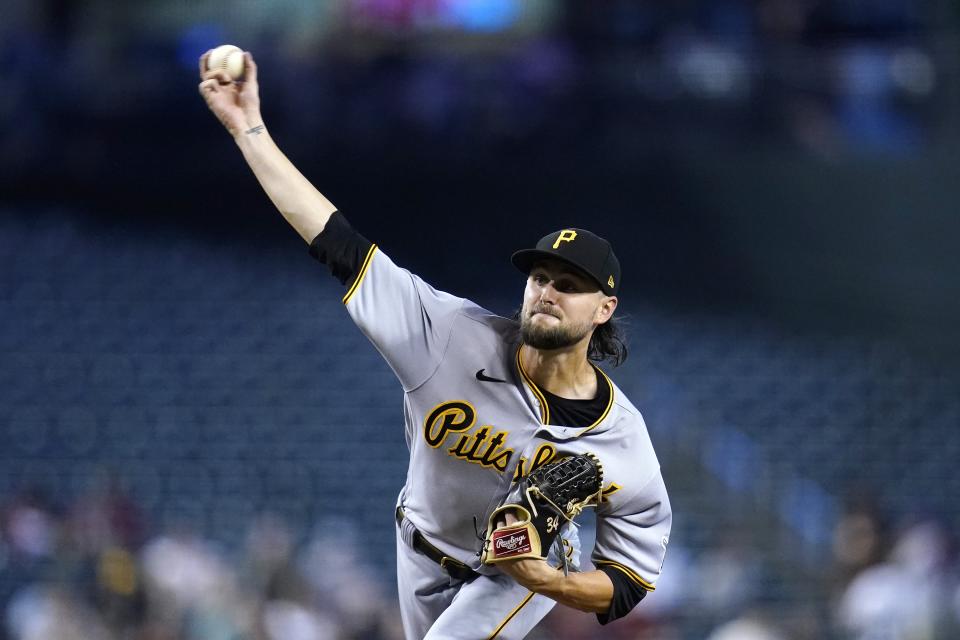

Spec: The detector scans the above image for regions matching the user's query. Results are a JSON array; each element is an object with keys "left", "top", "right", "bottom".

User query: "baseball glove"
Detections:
[{"left": 482, "top": 453, "right": 603, "bottom": 565}]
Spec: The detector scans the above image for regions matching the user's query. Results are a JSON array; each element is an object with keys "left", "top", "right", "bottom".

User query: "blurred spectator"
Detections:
[
  {"left": 837, "top": 519, "right": 956, "bottom": 640},
  {"left": 299, "top": 517, "right": 399, "bottom": 638},
  {"left": 693, "top": 535, "right": 767, "bottom": 618},
  {"left": 6, "top": 584, "right": 112, "bottom": 640},
  {"left": 261, "top": 599, "right": 338, "bottom": 640},
  {"left": 68, "top": 470, "right": 145, "bottom": 554},
  {"left": 2, "top": 491, "right": 56, "bottom": 562},
  {"left": 242, "top": 513, "right": 308, "bottom": 602},
  {"left": 140, "top": 525, "right": 245, "bottom": 637},
  {"left": 706, "top": 612, "right": 788, "bottom": 640},
  {"left": 831, "top": 496, "right": 887, "bottom": 586}
]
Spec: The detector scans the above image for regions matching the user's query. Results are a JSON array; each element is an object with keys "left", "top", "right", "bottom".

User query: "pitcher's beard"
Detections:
[{"left": 520, "top": 313, "right": 593, "bottom": 351}]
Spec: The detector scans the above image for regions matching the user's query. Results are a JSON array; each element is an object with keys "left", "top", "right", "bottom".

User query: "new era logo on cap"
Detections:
[{"left": 511, "top": 228, "right": 621, "bottom": 296}]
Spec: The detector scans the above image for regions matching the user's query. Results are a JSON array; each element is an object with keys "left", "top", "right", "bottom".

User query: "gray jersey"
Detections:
[{"left": 345, "top": 245, "right": 671, "bottom": 591}]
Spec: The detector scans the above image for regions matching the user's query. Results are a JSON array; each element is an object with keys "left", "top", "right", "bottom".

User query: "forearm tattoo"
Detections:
[{"left": 245, "top": 124, "right": 265, "bottom": 136}]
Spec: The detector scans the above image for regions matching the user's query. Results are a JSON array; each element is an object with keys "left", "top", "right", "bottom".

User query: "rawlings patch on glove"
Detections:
[{"left": 482, "top": 453, "right": 603, "bottom": 565}]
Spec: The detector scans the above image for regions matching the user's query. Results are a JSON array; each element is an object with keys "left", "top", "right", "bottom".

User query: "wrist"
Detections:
[
  {"left": 502, "top": 559, "right": 561, "bottom": 593},
  {"left": 232, "top": 119, "right": 266, "bottom": 141},
  {"left": 532, "top": 563, "right": 566, "bottom": 597},
  {"left": 233, "top": 123, "right": 270, "bottom": 151}
]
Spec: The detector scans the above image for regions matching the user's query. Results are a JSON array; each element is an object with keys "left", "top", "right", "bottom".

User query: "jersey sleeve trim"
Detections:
[
  {"left": 593, "top": 559, "right": 655, "bottom": 591},
  {"left": 341, "top": 244, "right": 378, "bottom": 305},
  {"left": 487, "top": 591, "right": 536, "bottom": 639}
]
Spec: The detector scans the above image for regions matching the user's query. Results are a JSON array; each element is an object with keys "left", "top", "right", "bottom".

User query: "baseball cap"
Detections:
[{"left": 511, "top": 228, "right": 620, "bottom": 296}]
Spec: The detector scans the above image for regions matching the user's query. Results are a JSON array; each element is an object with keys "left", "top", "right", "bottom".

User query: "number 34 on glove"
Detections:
[{"left": 482, "top": 453, "right": 603, "bottom": 564}]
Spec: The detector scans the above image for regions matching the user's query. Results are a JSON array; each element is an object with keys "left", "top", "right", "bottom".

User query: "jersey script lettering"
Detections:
[
  {"left": 424, "top": 400, "right": 515, "bottom": 472},
  {"left": 512, "top": 442, "right": 558, "bottom": 482},
  {"left": 422, "top": 402, "right": 626, "bottom": 495},
  {"left": 601, "top": 483, "right": 622, "bottom": 503}
]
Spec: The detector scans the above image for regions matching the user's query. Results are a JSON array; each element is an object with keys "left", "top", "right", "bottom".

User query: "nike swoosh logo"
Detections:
[{"left": 476, "top": 369, "right": 509, "bottom": 384}]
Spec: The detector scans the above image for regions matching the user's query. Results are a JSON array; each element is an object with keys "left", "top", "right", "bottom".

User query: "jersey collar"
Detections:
[{"left": 515, "top": 345, "right": 615, "bottom": 437}]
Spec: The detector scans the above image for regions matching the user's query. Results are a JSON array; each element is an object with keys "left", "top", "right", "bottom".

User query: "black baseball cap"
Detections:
[{"left": 511, "top": 228, "right": 621, "bottom": 296}]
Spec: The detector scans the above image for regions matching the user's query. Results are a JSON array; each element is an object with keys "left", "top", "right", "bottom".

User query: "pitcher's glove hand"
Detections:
[{"left": 482, "top": 453, "right": 603, "bottom": 564}]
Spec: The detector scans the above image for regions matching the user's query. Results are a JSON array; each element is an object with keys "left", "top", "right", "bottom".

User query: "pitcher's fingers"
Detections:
[
  {"left": 243, "top": 52, "right": 257, "bottom": 83},
  {"left": 198, "top": 78, "right": 221, "bottom": 97},
  {"left": 198, "top": 50, "right": 212, "bottom": 78},
  {"left": 201, "top": 69, "right": 234, "bottom": 85},
  {"left": 494, "top": 509, "right": 521, "bottom": 530}
]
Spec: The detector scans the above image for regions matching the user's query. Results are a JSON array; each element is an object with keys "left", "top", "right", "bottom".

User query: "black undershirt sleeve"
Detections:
[
  {"left": 596, "top": 565, "right": 648, "bottom": 625},
  {"left": 307, "top": 212, "right": 374, "bottom": 286}
]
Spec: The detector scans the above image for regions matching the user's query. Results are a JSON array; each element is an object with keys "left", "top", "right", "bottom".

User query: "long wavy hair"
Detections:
[
  {"left": 512, "top": 311, "right": 628, "bottom": 367},
  {"left": 587, "top": 317, "right": 628, "bottom": 367}
]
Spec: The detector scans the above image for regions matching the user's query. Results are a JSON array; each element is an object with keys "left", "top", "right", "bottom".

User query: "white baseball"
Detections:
[{"left": 207, "top": 44, "right": 245, "bottom": 80}]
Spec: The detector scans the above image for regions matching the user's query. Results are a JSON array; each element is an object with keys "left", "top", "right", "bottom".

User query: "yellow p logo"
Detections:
[{"left": 552, "top": 230, "right": 577, "bottom": 249}]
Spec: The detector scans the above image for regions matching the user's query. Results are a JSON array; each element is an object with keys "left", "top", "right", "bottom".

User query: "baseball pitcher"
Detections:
[{"left": 199, "top": 50, "right": 671, "bottom": 640}]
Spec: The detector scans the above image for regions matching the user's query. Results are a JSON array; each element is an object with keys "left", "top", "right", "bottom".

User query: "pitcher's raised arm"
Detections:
[{"left": 198, "top": 49, "right": 335, "bottom": 243}]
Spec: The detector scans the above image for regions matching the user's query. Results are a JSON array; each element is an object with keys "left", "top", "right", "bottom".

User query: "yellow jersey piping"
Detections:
[
  {"left": 342, "top": 244, "right": 378, "bottom": 305},
  {"left": 594, "top": 560, "right": 655, "bottom": 591},
  {"left": 487, "top": 591, "right": 536, "bottom": 639},
  {"left": 516, "top": 347, "right": 549, "bottom": 424},
  {"left": 575, "top": 364, "right": 615, "bottom": 437}
]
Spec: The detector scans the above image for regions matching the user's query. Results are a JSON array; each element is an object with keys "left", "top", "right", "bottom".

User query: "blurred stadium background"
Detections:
[{"left": 2, "top": 1, "right": 960, "bottom": 639}]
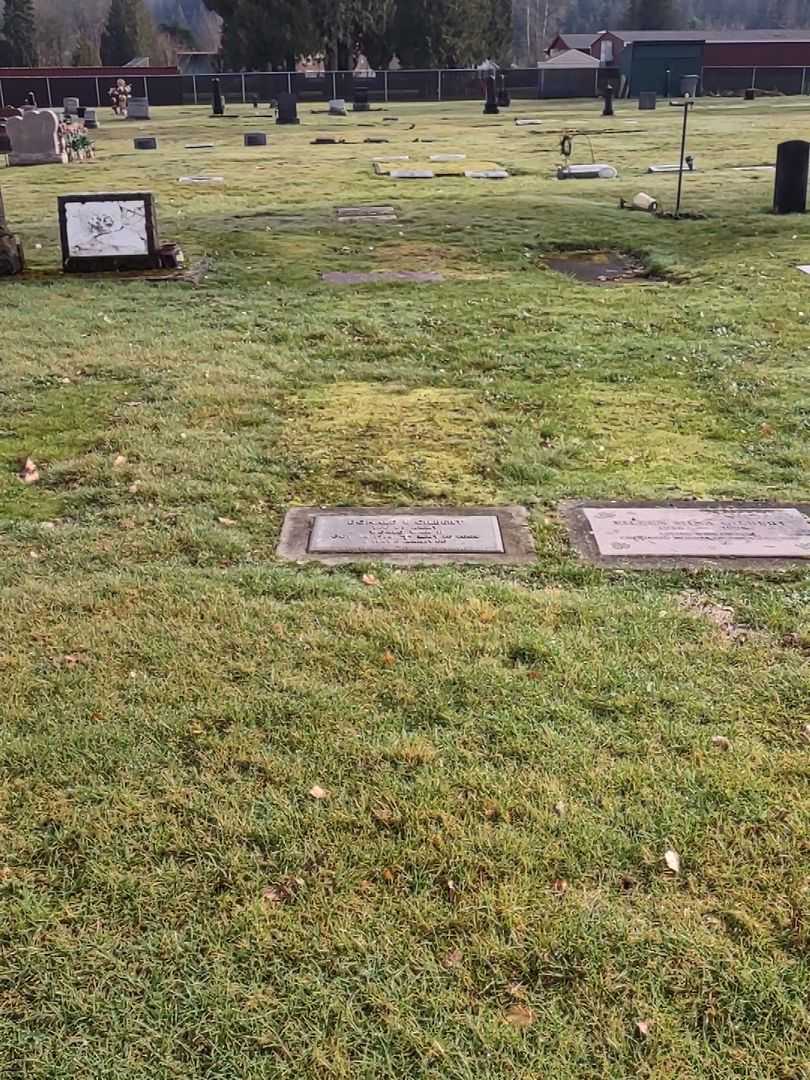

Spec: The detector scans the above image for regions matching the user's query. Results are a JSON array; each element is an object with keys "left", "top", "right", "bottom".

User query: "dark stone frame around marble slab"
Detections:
[
  {"left": 277, "top": 505, "right": 535, "bottom": 566},
  {"left": 561, "top": 500, "right": 810, "bottom": 571}
]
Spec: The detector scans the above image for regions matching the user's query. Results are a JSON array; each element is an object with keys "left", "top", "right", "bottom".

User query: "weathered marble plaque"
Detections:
[
  {"left": 583, "top": 506, "right": 810, "bottom": 558},
  {"left": 309, "top": 513, "right": 504, "bottom": 555},
  {"left": 63, "top": 198, "right": 149, "bottom": 257}
]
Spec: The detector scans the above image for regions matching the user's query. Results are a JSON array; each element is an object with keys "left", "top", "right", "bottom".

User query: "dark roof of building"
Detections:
[
  {"left": 597, "top": 28, "right": 810, "bottom": 44},
  {"left": 551, "top": 33, "right": 596, "bottom": 49}
]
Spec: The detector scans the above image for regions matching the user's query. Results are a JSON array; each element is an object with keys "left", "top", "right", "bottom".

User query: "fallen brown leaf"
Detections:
[
  {"left": 664, "top": 848, "right": 681, "bottom": 874},
  {"left": 308, "top": 785, "right": 329, "bottom": 800},
  {"left": 759, "top": 422, "right": 775, "bottom": 437},
  {"left": 262, "top": 876, "right": 304, "bottom": 904},
  {"left": 551, "top": 878, "right": 568, "bottom": 897},
  {"left": 803, "top": 724, "right": 810, "bottom": 742},
  {"left": 507, "top": 982, "right": 527, "bottom": 1000},
  {"left": 711, "top": 735, "right": 731, "bottom": 751},
  {"left": 441, "top": 948, "right": 463, "bottom": 969},
  {"left": 382, "top": 649, "right": 396, "bottom": 667},
  {"left": 113, "top": 454, "right": 127, "bottom": 467},
  {"left": 636, "top": 1019, "right": 652, "bottom": 1038},
  {"left": 217, "top": 516, "right": 237, "bottom": 526},
  {"left": 18, "top": 457, "right": 39, "bottom": 485},
  {"left": 505, "top": 1003, "right": 534, "bottom": 1028},
  {"left": 361, "top": 573, "right": 379, "bottom": 586},
  {"left": 553, "top": 800, "right": 566, "bottom": 817}
]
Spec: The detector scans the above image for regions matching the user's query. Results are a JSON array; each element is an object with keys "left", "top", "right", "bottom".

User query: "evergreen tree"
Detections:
[
  {"left": 624, "top": 0, "right": 681, "bottom": 29},
  {"left": 1, "top": 0, "right": 39, "bottom": 67},
  {"left": 100, "top": 0, "right": 157, "bottom": 64}
]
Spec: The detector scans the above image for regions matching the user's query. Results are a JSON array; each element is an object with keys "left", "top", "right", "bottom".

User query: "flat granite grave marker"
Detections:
[
  {"left": 277, "top": 505, "right": 535, "bottom": 565},
  {"left": 563, "top": 501, "right": 810, "bottom": 569},
  {"left": 321, "top": 270, "right": 442, "bottom": 285}
]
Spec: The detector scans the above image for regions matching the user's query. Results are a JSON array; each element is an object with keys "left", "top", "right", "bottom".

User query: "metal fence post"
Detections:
[
  {"left": 95, "top": 77, "right": 101, "bottom": 106},
  {"left": 803, "top": 67, "right": 807, "bottom": 95},
  {"left": 287, "top": 71, "right": 292, "bottom": 93},
  {"left": 332, "top": 71, "right": 337, "bottom": 99},
  {"left": 437, "top": 69, "right": 442, "bottom": 101},
  {"left": 752, "top": 66, "right": 757, "bottom": 90},
  {"left": 0, "top": 81, "right": 4, "bottom": 108},
  {"left": 241, "top": 73, "right": 246, "bottom": 102},
  {"left": 384, "top": 70, "right": 389, "bottom": 102}
]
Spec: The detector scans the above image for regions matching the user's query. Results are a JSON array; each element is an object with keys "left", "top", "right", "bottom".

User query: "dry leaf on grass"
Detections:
[
  {"left": 113, "top": 454, "right": 127, "bottom": 467},
  {"left": 382, "top": 650, "right": 397, "bottom": 667},
  {"left": 262, "top": 877, "right": 304, "bottom": 904},
  {"left": 128, "top": 482, "right": 139, "bottom": 494},
  {"left": 711, "top": 735, "right": 731, "bottom": 751},
  {"left": 217, "top": 517, "right": 237, "bottom": 526},
  {"left": 802, "top": 724, "right": 810, "bottom": 743},
  {"left": 553, "top": 800, "right": 566, "bottom": 817},
  {"left": 308, "top": 785, "right": 329, "bottom": 800},
  {"left": 18, "top": 457, "right": 39, "bottom": 485},
  {"left": 361, "top": 573, "right": 379, "bottom": 586},
  {"left": 636, "top": 1019, "right": 652, "bottom": 1038},
  {"left": 664, "top": 848, "right": 681, "bottom": 874},
  {"left": 505, "top": 1003, "right": 534, "bottom": 1028},
  {"left": 551, "top": 878, "right": 568, "bottom": 897},
  {"left": 441, "top": 948, "right": 463, "bottom": 969}
]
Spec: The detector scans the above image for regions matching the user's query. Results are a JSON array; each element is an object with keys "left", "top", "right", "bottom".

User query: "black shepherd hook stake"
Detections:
[{"left": 670, "top": 93, "right": 694, "bottom": 218}]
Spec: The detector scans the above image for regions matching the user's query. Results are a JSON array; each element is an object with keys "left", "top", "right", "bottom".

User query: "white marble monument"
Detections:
[{"left": 6, "top": 109, "right": 67, "bottom": 166}]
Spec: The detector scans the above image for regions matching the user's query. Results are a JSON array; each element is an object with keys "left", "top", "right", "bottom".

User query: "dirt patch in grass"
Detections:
[
  {"left": 543, "top": 250, "right": 663, "bottom": 286},
  {"left": 677, "top": 590, "right": 766, "bottom": 644},
  {"left": 280, "top": 382, "right": 499, "bottom": 504}
]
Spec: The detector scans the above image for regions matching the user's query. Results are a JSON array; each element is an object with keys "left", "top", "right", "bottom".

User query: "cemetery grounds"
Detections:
[{"left": 1, "top": 97, "right": 809, "bottom": 1078}]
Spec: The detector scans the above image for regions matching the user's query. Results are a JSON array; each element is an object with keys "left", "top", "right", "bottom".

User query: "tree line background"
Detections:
[{"left": 0, "top": 0, "right": 808, "bottom": 71}]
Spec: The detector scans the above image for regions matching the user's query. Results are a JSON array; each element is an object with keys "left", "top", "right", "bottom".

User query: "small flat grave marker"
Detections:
[
  {"left": 277, "top": 505, "right": 535, "bottom": 565},
  {"left": 564, "top": 502, "right": 810, "bottom": 569},
  {"left": 321, "top": 270, "right": 442, "bottom": 285},
  {"left": 430, "top": 153, "right": 466, "bottom": 162},
  {"left": 465, "top": 169, "right": 509, "bottom": 179},
  {"left": 797, "top": 265, "right": 810, "bottom": 275},
  {"left": 389, "top": 169, "right": 434, "bottom": 179}
]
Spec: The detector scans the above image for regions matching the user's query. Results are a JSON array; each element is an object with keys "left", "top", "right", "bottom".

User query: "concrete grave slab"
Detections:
[
  {"left": 373, "top": 156, "right": 409, "bottom": 163},
  {"left": 277, "top": 505, "right": 535, "bottom": 565},
  {"left": 562, "top": 501, "right": 810, "bottom": 570},
  {"left": 389, "top": 169, "right": 434, "bottom": 179},
  {"left": 430, "top": 153, "right": 466, "bottom": 161},
  {"left": 558, "top": 164, "right": 618, "bottom": 179},
  {"left": 465, "top": 169, "right": 509, "bottom": 179},
  {"left": 648, "top": 163, "right": 697, "bottom": 173},
  {"left": 178, "top": 175, "right": 224, "bottom": 184},
  {"left": 321, "top": 270, "right": 443, "bottom": 285}
]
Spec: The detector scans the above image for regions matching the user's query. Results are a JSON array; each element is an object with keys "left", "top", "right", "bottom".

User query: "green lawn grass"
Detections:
[{"left": 1, "top": 97, "right": 809, "bottom": 1079}]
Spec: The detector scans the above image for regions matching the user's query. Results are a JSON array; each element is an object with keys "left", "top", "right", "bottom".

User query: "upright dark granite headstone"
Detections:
[
  {"left": 639, "top": 91, "right": 656, "bottom": 110},
  {"left": 496, "top": 74, "right": 511, "bottom": 108},
  {"left": 483, "top": 76, "right": 499, "bottom": 115},
  {"left": 774, "top": 140, "right": 810, "bottom": 214},
  {"left": 602, "top": 83, "right": 615, "bottom": 117},
  {"left": 745, "top": 88, "right": 756, "bottom": 101},
  {"left": 353, "top": 86, "right": 370, "bottom": 112},
  {"left": 276, "top": 92, "right": 300, "bottom": 125},
  {"left": 212, "top": 78, "right": 225, "bottom": 116}
]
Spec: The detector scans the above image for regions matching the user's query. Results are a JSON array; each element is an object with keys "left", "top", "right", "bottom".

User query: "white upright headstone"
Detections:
[{"left": 6, "top": 109, "right": 66, "bottom": 166}]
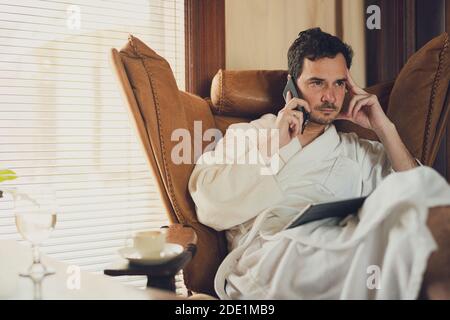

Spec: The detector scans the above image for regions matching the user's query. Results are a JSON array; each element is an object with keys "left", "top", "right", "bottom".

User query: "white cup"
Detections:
[{"left": 133, "top": 230, "right": 166, "bottom": 259}]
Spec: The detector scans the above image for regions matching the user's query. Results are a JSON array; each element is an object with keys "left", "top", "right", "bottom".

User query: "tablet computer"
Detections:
[{"left": 284, "top": 196, "right": 368, "bottom": 229}]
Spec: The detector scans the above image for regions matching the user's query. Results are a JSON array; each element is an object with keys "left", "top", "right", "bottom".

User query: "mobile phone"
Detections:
[{"left": 282, "top": 76, "right": 310, "bottom": 134}]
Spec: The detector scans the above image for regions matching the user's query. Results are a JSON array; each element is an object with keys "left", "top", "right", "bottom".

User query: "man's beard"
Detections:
[{"left": 309, "top": 102, "right": 340, "bottom": 125}]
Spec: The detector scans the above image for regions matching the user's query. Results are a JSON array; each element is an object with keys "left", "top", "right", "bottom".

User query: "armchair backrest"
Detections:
[{"left": 110, "top": 37, "right": 227, "bottom": 296}]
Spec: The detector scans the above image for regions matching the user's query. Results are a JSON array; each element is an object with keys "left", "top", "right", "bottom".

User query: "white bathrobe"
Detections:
[{"left": 188, "top": 113, "right": 450, "bottom": 299}]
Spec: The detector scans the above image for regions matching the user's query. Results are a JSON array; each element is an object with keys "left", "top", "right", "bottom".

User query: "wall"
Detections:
[{"left": 225, "top": 0, "right": 367, "bottom": 86}]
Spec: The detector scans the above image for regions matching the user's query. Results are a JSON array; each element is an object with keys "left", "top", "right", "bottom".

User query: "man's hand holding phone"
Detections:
[{"left": 276, "top": 90, "right": 312, "bottom": 149}]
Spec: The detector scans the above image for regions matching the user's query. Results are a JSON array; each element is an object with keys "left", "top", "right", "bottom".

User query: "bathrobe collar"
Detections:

(TASK STATEMENT): Where in the records above does the word "baseball" appear? Copy each line that holds it.

(TASK ANSWER):
User query: "baseball glove"
User query: "baseball cap"
User query: "black baseball cap"
User query: "white baseball"
User query: "baseball pitcher"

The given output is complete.